Use the approaches discussed in this section to evaluate the following integrals. $$\int_{1}^{3} \frac{2}{x^{2}+2 x+1} d x$$

Short Answer

Expert verified
Question: Evaluate the definite integral: $\int_{1}^{3} \frac{2}{x^{2}+2 x+1} d x$ Answer: $-\frac{1}{2}$

Step by step solution

01

Factor the denominator

The first thing we want to do is see if it is possible to factor the denominator or simplify the function inside the integral. To do this, consider the quadratic inside the integral: $$ x^2 + 2x + 1 = (x + 1)^2 $$ The denominator can be factored. So, we can rewrite the integral as follows: $$ \int_{1}^{3} \frac{2}{(x + 1)^2} dx $$
02

Substitute

Now, let's use the substitution method to simplify the integration. Let: $$ u = x + 1 \Rightarrow \frac{du}{dx} = 1 \Rightarrow du = dx $$ With this substitution, we also have to change our limits of integration. When \(x = 1\), we have \(u = 2\), and when \(x = 3\), we have \(u = 4\). So, our integral becomes: $$ \int_{2}^{4} \frac{2}{u^2} du $$
03

Integrate

Now, we can integrate the new function with respect to u: $$ \int \frac{2}{u^2} du = -\frac{2}{u} + C $$ After finding the antiderivative, all that remains is to substitute our values for u and calculate the definite integral.

Extracted entries
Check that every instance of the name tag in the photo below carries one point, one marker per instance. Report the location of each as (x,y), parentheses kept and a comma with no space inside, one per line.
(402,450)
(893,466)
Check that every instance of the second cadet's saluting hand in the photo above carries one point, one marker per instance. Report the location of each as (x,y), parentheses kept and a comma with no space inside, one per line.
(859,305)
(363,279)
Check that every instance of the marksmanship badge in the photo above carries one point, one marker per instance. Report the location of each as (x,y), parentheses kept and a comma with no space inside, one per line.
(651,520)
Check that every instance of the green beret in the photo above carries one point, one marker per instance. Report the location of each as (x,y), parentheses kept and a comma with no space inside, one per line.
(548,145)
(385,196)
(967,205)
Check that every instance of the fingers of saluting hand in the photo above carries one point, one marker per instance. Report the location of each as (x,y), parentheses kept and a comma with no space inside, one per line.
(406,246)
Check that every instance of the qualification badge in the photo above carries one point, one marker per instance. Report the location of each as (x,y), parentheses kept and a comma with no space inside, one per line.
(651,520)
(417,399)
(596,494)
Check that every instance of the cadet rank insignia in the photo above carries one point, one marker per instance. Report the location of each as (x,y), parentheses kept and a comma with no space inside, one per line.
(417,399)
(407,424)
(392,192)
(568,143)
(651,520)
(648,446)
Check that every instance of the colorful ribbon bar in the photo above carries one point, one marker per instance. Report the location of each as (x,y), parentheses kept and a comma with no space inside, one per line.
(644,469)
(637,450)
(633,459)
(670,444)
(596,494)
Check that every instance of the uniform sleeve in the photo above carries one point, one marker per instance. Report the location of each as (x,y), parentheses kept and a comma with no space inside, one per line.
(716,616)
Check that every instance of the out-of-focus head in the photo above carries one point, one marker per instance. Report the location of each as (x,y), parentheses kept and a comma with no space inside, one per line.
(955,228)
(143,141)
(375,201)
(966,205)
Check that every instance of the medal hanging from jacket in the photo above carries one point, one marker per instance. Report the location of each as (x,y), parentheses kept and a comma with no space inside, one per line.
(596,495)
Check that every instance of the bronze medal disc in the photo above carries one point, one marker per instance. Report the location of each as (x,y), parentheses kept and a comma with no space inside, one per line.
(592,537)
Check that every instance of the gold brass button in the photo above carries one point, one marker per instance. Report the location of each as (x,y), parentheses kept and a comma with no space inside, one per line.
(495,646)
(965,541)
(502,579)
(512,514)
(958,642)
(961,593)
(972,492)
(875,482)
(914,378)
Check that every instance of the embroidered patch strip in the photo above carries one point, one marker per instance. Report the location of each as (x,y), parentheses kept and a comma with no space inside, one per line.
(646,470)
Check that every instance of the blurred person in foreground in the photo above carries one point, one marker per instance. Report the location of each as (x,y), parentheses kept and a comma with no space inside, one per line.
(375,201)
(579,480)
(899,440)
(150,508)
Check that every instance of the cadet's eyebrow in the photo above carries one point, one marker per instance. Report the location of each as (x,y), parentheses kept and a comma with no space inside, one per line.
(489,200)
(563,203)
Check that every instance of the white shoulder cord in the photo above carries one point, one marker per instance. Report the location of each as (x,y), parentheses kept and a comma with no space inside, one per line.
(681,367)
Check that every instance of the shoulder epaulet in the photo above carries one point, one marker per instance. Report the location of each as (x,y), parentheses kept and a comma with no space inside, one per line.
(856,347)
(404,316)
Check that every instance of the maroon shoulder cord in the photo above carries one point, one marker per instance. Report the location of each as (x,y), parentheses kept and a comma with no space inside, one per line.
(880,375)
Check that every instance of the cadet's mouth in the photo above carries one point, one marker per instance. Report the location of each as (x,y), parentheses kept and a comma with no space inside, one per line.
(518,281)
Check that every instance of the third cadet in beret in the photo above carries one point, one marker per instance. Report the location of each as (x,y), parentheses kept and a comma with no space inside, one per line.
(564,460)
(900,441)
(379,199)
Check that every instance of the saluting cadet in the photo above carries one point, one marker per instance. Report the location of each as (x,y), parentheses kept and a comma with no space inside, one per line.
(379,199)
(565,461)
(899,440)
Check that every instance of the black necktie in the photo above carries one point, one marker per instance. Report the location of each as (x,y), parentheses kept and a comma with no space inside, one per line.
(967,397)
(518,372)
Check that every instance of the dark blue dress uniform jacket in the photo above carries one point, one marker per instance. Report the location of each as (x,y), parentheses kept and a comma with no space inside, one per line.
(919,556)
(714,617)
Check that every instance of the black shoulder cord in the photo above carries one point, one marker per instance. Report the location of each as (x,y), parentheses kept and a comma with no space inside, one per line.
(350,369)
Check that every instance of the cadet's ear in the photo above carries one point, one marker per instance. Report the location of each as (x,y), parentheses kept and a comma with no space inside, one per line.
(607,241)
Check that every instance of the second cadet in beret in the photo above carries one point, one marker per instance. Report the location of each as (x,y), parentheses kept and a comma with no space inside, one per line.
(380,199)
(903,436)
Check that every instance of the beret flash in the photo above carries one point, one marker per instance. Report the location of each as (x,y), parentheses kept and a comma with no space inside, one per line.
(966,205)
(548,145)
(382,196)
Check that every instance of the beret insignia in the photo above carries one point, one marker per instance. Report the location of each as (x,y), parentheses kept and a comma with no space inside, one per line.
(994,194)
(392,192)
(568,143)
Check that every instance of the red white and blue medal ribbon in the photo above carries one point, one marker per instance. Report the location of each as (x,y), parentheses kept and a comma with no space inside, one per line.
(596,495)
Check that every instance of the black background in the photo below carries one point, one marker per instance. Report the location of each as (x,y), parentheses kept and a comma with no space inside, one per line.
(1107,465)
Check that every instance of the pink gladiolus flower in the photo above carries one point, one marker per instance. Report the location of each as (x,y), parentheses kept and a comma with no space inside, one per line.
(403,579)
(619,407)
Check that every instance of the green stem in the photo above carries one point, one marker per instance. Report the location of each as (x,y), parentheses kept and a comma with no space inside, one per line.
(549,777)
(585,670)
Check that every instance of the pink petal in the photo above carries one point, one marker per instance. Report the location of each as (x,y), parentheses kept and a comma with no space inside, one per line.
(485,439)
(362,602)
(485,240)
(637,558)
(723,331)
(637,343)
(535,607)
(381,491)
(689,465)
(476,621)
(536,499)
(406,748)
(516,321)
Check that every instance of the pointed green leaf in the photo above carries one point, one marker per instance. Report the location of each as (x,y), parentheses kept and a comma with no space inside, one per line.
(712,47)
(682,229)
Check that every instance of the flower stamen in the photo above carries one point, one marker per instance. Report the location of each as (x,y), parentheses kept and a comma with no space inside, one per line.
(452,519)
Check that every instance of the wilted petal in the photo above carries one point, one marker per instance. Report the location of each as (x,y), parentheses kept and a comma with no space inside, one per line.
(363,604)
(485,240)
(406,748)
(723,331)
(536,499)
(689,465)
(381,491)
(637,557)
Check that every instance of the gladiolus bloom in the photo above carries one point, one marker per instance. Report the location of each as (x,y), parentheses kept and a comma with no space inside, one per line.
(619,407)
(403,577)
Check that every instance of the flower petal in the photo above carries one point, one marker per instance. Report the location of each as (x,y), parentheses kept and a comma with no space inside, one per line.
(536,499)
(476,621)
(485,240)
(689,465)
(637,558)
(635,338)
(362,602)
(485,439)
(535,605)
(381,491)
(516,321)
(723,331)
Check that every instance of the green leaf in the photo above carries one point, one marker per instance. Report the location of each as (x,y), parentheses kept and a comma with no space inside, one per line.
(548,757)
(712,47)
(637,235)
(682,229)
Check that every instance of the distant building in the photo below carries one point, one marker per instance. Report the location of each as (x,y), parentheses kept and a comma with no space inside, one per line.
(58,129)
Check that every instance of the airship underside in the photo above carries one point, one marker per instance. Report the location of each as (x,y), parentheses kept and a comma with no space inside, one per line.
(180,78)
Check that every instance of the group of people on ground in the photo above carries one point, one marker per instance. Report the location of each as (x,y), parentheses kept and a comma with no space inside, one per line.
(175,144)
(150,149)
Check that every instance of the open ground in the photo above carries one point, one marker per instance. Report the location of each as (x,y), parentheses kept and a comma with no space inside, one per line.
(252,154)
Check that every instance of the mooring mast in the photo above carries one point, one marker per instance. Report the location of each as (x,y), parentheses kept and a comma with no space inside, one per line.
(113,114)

What to do
1/ In the integral solution, what are the new limits of integration after the substitution u = x + 1?
2/ Copy the integral solution word for word, from "Now, we can" up to and including "the definite integral.".

Full answers
1/ The new limits are 2 and 4.

2/
Now, we can integrate the new function with respect to u: $$ \int \frac{2}{u^2} du = -\frac{2}{u} + C $$ After finding the antiderivative, all that remains is to substitute our values for u and calculate the definite integral.